EXERCISE DESCRIPTION >> Please collect every line of the items below that contains the word "soft". Case counts.

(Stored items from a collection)
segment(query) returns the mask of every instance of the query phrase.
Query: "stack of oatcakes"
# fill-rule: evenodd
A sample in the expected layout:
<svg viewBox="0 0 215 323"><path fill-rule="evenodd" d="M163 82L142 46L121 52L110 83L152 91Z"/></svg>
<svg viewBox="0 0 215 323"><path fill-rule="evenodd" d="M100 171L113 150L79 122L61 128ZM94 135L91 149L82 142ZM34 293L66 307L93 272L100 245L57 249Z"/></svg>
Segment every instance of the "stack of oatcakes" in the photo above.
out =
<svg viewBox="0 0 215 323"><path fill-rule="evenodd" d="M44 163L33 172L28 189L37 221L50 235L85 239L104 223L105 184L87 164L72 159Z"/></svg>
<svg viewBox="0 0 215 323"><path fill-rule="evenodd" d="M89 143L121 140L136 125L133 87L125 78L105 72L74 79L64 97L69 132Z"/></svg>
--
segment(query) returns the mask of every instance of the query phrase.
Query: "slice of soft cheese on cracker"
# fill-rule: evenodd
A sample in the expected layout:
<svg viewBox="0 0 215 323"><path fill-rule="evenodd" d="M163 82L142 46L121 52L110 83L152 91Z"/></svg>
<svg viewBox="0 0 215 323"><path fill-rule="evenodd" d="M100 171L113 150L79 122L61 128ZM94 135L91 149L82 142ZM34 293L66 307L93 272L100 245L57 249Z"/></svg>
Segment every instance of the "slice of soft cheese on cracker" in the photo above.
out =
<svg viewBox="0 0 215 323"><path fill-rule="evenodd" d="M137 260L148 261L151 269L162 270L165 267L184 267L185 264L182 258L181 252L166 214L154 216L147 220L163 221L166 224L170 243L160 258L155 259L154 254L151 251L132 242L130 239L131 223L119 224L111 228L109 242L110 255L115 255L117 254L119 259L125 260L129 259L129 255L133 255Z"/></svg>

EXERCISE RESPONSE >>
Query: "slice of soft cheese on cracker"
Segment every instance of the "slice of soft cheese on cracker" in the photo above.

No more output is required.